Prompt: In the Olympic collar guide, about how much does a pair of Lockjaw collars cost?

Reading text:
____________________
Well maybe Olympic collars aren’t the most important piece of equipment ever, but I didn’t want a boring title for a kinda boring article. =)
This is a simple guide to pretty much all of your Olympic collar options, and there are many! Other than to mention that I cover both the basic 50 mm (~2″) collars and professional, weighted Olympic collars (no 1″ collars covered), this guide really doesn’t need much of an introduction.
Classic Spring Collars
We have all owned these; probably still do. They mostly work, and they just scream “I’m cheap!” Over time they’ll stop holding on to the bar so well; especially if you leave them on the bar in-between workouts, but for around $9 you can replace these over and over.
Other than being inexpensive, there aren’t many advantages to spring collars. They have no substantial weight to them, youth and women lifters with small hands commonly have a hard time getting them on and off the bar, and they don’t work on most specialty bars. To be fair, they do hold pretty well when they’re new though, especially if your bar has grooved sleeves. Just make sure you open them up as much as possible to avoid taking the zinc or chrome coating off your bar.
Cheaper than Cheap – Spring Clamps
If spring collars aren’t quite cheap enough for you, look for a pair of these 2″ spring clamps in your garage. They’ll work, so long as you don’t drop the bar. Then again, maybe they won’t. I haven’t tried; I own collars.
Lockjaw Pro Collars / HG Collars
Lockjaw Collars are probably the most common alternative to spring collars. They’re a lot easier to use, lock on to the bar more securely (and stay locked when dropped), and they won’t scratch up your bar sleeves. They also fit some specialty bars that spring collars will not, although it’s not a very tight fight. You can pick these up for about $40 just about anywhere.
Be careful if you buy these from someplace like Amazon that also sells Standard barbell equipment (1″ rather than 2″), as these are available for both size sleeves, and they look almost identical at a quick glance. Don’t buy the wrong set.
____________________
Supplied information:
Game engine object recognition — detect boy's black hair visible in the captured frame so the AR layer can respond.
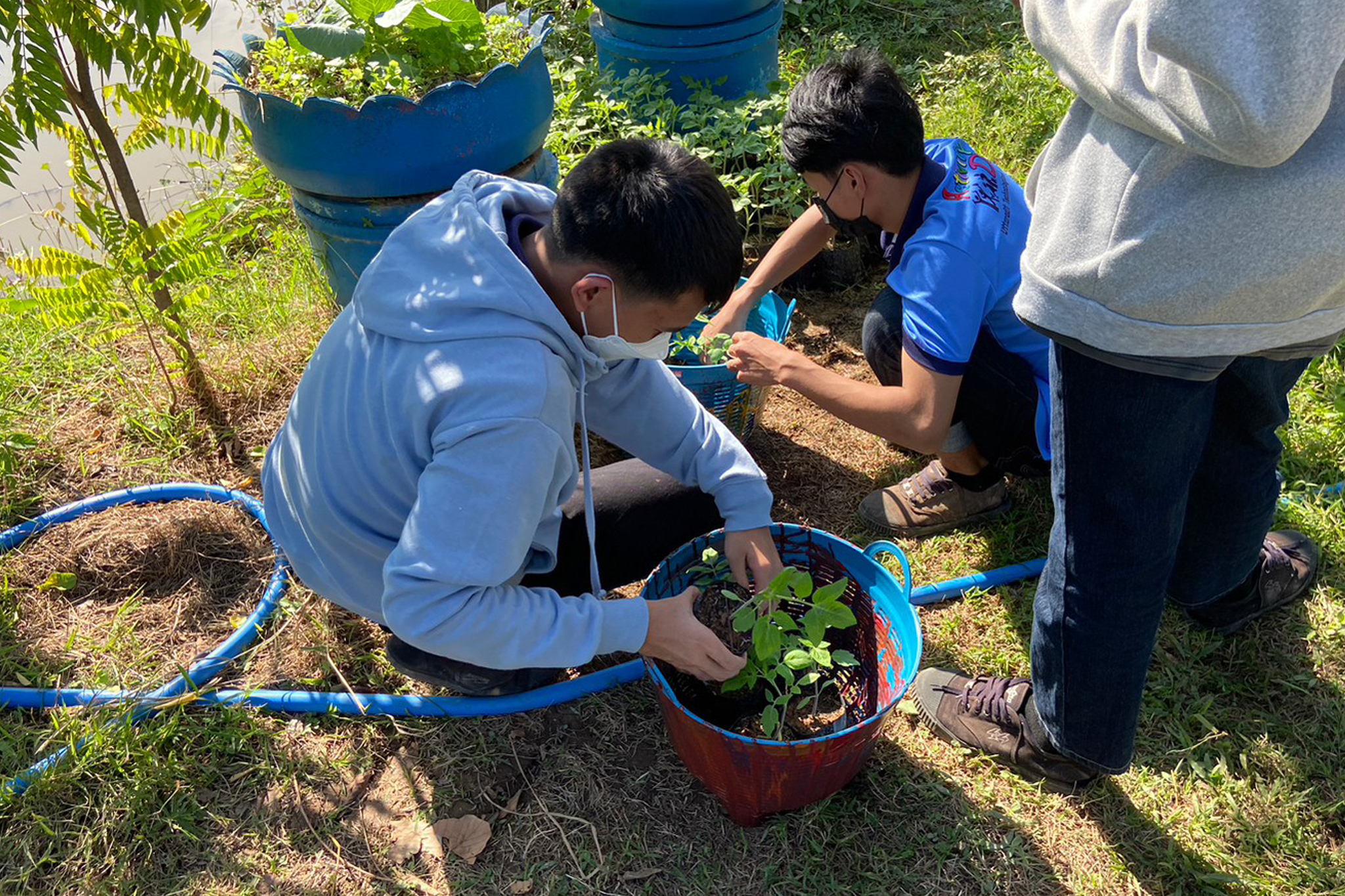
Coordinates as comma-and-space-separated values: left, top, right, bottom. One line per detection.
____________________
Full output: About $40.